## [Shape labeling rows]
=-=-=

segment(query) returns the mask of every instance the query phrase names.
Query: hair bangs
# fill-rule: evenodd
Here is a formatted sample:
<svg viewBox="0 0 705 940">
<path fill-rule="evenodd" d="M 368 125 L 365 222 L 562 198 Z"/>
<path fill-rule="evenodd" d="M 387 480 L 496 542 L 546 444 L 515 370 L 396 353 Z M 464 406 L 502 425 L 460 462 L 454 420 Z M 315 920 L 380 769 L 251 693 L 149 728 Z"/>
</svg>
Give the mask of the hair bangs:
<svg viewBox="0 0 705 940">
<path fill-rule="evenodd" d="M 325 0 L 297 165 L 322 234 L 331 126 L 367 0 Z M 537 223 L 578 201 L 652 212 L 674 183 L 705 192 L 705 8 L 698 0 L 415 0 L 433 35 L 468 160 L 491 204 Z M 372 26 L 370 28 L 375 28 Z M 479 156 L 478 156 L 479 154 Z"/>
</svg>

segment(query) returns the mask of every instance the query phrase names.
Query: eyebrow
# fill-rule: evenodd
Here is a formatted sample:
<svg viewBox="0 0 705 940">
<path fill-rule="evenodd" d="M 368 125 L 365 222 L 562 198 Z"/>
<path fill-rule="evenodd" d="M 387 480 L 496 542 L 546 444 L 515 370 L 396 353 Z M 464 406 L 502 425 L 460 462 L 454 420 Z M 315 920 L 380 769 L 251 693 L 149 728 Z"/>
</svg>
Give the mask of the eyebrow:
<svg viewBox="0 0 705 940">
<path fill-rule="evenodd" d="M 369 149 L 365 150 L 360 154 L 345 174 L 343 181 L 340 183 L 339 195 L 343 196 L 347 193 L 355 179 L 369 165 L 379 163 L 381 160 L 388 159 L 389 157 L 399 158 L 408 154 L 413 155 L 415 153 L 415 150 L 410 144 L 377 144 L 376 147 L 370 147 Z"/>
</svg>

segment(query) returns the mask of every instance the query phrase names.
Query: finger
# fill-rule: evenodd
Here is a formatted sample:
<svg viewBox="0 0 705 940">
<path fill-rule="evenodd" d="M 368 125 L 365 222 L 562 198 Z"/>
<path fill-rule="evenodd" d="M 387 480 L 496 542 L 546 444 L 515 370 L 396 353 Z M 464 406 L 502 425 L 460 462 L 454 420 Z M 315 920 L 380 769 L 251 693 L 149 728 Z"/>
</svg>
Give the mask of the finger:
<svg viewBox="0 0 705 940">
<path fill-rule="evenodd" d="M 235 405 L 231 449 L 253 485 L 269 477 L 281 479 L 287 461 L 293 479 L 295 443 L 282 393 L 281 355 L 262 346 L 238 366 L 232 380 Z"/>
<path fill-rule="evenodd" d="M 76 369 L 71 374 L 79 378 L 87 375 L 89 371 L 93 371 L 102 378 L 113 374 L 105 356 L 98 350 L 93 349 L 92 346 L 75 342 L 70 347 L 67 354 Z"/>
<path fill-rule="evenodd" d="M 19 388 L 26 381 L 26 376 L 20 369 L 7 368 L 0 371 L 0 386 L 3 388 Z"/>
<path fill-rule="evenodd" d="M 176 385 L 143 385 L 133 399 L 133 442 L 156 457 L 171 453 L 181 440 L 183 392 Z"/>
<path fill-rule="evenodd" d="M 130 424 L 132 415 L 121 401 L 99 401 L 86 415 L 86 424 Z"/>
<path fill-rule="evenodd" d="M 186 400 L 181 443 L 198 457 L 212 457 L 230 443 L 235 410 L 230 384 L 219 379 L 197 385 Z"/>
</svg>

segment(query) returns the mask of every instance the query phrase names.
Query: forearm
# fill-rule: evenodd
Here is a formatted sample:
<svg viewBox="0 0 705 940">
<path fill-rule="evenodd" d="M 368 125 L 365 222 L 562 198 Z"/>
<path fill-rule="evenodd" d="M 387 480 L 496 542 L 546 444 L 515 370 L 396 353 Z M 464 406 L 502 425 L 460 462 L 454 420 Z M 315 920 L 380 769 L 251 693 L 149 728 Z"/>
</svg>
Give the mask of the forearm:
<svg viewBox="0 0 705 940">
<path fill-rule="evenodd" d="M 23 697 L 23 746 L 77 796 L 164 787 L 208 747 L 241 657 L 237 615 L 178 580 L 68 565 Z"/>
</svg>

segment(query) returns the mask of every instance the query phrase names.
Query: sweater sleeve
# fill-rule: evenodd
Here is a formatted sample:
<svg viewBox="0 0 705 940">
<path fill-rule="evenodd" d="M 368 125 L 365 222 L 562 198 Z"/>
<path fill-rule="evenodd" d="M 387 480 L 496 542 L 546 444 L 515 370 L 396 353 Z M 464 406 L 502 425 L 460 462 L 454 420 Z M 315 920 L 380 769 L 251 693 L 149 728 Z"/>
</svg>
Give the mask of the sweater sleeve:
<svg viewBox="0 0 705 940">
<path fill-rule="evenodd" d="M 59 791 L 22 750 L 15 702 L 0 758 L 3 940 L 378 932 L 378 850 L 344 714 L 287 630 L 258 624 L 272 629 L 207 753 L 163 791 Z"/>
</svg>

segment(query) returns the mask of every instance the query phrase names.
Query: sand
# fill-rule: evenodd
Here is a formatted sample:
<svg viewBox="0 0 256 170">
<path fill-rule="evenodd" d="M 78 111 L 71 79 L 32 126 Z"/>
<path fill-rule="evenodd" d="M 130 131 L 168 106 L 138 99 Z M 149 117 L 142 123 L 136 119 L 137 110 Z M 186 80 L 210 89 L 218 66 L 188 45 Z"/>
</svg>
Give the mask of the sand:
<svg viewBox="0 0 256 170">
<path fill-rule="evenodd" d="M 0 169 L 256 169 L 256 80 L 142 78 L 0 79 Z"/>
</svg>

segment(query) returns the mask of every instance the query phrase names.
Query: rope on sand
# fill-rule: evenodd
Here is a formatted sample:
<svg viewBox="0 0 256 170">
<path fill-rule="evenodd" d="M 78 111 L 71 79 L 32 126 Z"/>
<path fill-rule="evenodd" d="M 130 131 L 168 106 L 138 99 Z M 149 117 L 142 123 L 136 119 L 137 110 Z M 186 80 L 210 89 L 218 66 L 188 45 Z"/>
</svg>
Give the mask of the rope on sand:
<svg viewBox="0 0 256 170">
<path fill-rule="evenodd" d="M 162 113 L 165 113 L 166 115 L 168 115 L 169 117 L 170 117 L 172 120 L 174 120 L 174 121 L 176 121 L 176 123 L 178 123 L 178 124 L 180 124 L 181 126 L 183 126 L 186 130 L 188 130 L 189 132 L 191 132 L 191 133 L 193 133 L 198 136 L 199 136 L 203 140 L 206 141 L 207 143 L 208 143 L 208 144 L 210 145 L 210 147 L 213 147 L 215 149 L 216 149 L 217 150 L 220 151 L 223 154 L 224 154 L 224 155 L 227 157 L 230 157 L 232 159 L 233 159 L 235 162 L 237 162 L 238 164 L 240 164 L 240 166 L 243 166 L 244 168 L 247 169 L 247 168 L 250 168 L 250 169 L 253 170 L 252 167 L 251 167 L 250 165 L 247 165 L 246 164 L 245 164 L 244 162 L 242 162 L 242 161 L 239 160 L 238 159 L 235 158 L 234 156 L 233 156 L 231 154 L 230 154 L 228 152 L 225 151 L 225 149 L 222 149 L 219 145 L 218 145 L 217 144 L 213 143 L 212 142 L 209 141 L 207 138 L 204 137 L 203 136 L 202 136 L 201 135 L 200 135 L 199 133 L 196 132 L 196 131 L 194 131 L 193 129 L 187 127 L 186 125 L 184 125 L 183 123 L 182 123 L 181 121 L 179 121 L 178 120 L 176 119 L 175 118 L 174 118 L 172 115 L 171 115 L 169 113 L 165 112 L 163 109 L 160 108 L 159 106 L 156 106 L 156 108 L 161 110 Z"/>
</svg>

=-=-=

## [Request]
Copy every line of the rows above word for word, in the same order.

## [Complete answer]
segment(query) returns the mask of every instance the query phrase names.
Query: hair bangs
# fill-rule: evenodd
Here is a formatted sample:
<svg viewBox="0 0 705 940">
<path fill-rule="evenodd" d="M 368 125 L 365 222 L 562 198 Z"/>
<path fill-rule="evenodd" d="M 387 480 L 496 542 L 546 444 L 515 370 L 396 353 Z M 464 406 L 502 425 L 460 462 L 454 420 Z M 315 920 L 380 769 L 251 693 L 149 728 Z"/>
</svg>
Give the mask of the hair bangs:
<svg viewBox="0 0 705 940">
<path fill-rule="evenodd" d="M 325 0 L 297 165 L 322 234 L 331 126 L 367 0 Z M 537 223 L 578 201 L 652 212 L 674 183 L 705 192 L 705 8 L 698 0 L 415 0 L 433 35 L 468 160 L 491 204 Z M 372 26 L 370 28 L 375 28 Z M 479 156 L 478 156 L 479 154 Z"/>
</svg>

segment(query) returns the mask of every instance the query phrase names.
Query: eyebrow
# fill-rule: evenodd
Here is a formatted sample:
<svg viewBox="0 0 705 940">
<path fill-rule="evenodd" d="M 368 125 L 365 222 L 562 198 Z"/>
<path fill-rule="evenodd" d="M 387 480 L 496 542 L 546 444 L 515 370 L 396 353 Z M 464 406 L 502 425 L 460 462 L 454 420 Z M 315 920 L 380 769 L 251 693 L 149 728 Z"/>
</svg>
Give the mask of the eyebrow:
<svg viewBox="0 0 705 940">
<path fill-rule="evenodd" d="M 369 149 L 365 150 L 360 154 L 345 174 L 343 181 L 340 183 L 339 195 L 343 196 L 347 193 L 355 179 L 369 165 L 379 163 L 381 160 L 388 159 L 389 157 L 399 158 L 408 154 L 413 155 L 415 153 L 415 150 L 410 144 L 377 144 L 376 147 L 370 147 Z"/>
</svg>

segment(query) returns the mask of every instance the query phrase names.
Query: finger
# fill-rule: evenodd
Here is a formatted sample:
<svg viewBox="0 0 705 940">
<path fill-rule="evenodd" d="M 368 125 L 365 222 L 562 198 Z"/>
<path fill-rule="evenodd" d="M 387 480 L 496 542 L 546 444 L 515 370 L 396 353 Z M 464 406 L 502 425 L 460 462 L 454 420 Z M 315 920 L 380 769 L 251 693 L 149 728 Z"/>
</svg>
Give the mask of the finger:
<svg viewBox="0 0 705 940">
<path fill-rule="evenodd" d="M 235 405 L 231 449 L 253 485 L 269 477 L 281 479 L 287 461 L 293 479 L 295 443 L 282 393 L 281 355 L 262 346 L 238 366 L 232 380 Z"/>
<path fill-rule="evenodd" d="M 76 369 L 71 374 L 79 378 L 87 375 L 89 371 L 93 371 L 102 378 L 113 374 L 105 356 L 98 350 L 93 349 L 92 346 L 75 342 L 70 347 L 67 354 Z"/>
<path fill-rule="evenodd" d="M 19 388 L 26 381 L 26 376 L 20 369 L 7 368 L 0 371 L 0 386 L 3 388 Z"/>
<path fill-rule="evenodd" d="M 176 385 L 143 385 L 133 399 L 133 442 L 156 457 L 171 453 L 181 440 L 183 392 Z"/>
<path fill-rule="evenodd" d="M 130 424 L 132 415 L 121 401 L 99 401 L 86 415 L 86 424 Z"/>
<path fill-rule="evenodd" d="M 186 400 L 181 443 L 198 457 L 212 457 L 230 443 L 235 410 L 230 384 L 219 379 L 197 385 Z"/>
</svg>

segment(query) returns the mask of every instance the query phrase names.
Query: forearm
# fill-rule: evenodd
Here is a formatted sample:
<svg viewBox="0 0 705 940">
<path fill-rule="evenodd" d="M 368 125 L 365 222 L 562 198 Z"/>
<path fill-rule="evenodd" d="M 387 480 L 496 542 L 546 444 L 515 370 L 396 353 Z M 464 406 L 502 425 L 460 462 L 454 420 Z M 315 920 L 380 769 L 251 693 L 149 728 Z"/>
</svg>
Give the mask of the forearm:
<svg viewBox="0 0 705 940">
<path fill-rule="evenodd" d="M 23 697 L 23 746 L 77 796 L 164 787 L 208 747 L 241 657 L 237 615 L 178 580 L 68 565 Z"/>
</svg>

segment(query) returns the mask of every instance the query phrase names.
Query: sweater sleeve
# fill-rule: evenodd
Here is a formatted sample:
<svg viewBox="0 0 705 940">
<path fill-rule="evenodd" d="M 368 125 L 365 222 L 562 198 Z"/>
<path fill-rule="evenodd" d="M 387 480 L 496 542 L 546 444 L 515 370 L 396 353 Z M 464 406 L 502 425 L 460 462 L 454 420 Z M 315 920 L 380 769 L 251 693 L 149 728 Z"/>
</svg>
Give the mask of the sweater sleeve:
<svg viewBox="0 0 705 940">
<path fill-rule="evenodd" d="M 59 791 L 22 750 L 15 702 L 0 758 L 3 940 L 378 932 L 378 850 L 344 714 L 287 630 L 258 624 L 272 629 L 207 753 L 163 791 Z"/>
</svg>

segment(query) returns the mask of every instance the query phrase names.
Query: sand
# fill-rule: evenodd
Here is a formatted sample:
<svg viewBox="0 0 256 170">
<path fill-rule="evenodd" d="M 78 111 L 71 79 L 32 126 Z"/>
<path fill-rule="evenodd" d="M 130 131 L 168 106 L 138 99 Z M 149 117 L 142 123 L 136 119 L 137 110 Z M 186 80 L 210 89 L 218 66 L 188 45 Z"/>
</svg>
Give the mask of the sand:
<svg viewBox="0 0 256 170">
<path fill-rule="evenodd" d="M 0 169 L 256 169 L 256 80 L 142 78 L 0 79 Z"/>
</svg>

segment(query) returns the mask of every instance the query phrase names.
Query: rope on sand
# fill-rule: evenodd
Here is a formatted sample:
<svg viewBox="0 0 256 170">
<path fill-rule="evenodd" d="M 78 111 L 71 79 L 32 126 Z"/>
<path fill-rule="evenodd" d="M 130 131 L 168 106 L 138 99 Z M 149 117 L 142 123 L 136 119 L 137 110 Z M 186 80 L 210 89 L 218 66 L 188 45 Z"/>
</svg>
Give the mask of the rope on sand:
<svg viewBox="0 0 256 170">
<path fill-rule="evenodd" d="M 162 113 L 165 113 L 166 115 L 168 115 L 169 117 L 170 117 L 172 120 L 174 120 L 174 121 L 176 121 L 176 123 L 178 123 L 178 124 L 180 124 L 181 126 L 183 126 L 186 130 L 188 130 L 189 132 L 191 132 L 191 133 L 193 133 L 198 136 L 199 136 L 203 140 L 206 141 L 207 143 L 208 143 L 208 144 L 210 145 L 210 147 L 213 147 L 215 149 L 216 149 L 217 150 L 220 151 L 223 154 L 224 154 L 224 155 L 227 157 L 230 157 L 232 159 L 233 159 L 235 162 L 237 162 L 238 164 L 240 164 L 240 166 L 243 166 L 244 168 L 247 169 L 247 168 L 250 168 L 250 169 L 253 170 L 252 167 L 251 167 L 250 165 L 247 165 L 246 164 L 245 164 L 244 162 L 242 162 L 242 161 L 239 160 L 238 159 L 235 158 L 234 156 L 233 156 L 231 154 L 230 154 L 228 152 L 225 151 L 225 149 L 222 149 L 219 145 L 218 145 L 217 144 L 213 143 L 212 142 L 209 141 L 207 138 L 204 137 L 203 136 L 202 136 L 201 135 L 200 135 L 199 133 L 196 132 L 196 131 L 194 131 L 193 129 L 187 127 L 186 125 L 184 125 L 183 123 L 182 123 L 181 121 L 179 121 L 178 120 L 176 119 L 175 118 L 174 118 L 172 115 L 171 115 L 169 113 L 165 112 L 163 109 L 160 108 L 159 106 L 156 106 L 156 108 L 161 110 Z"/>
</svg>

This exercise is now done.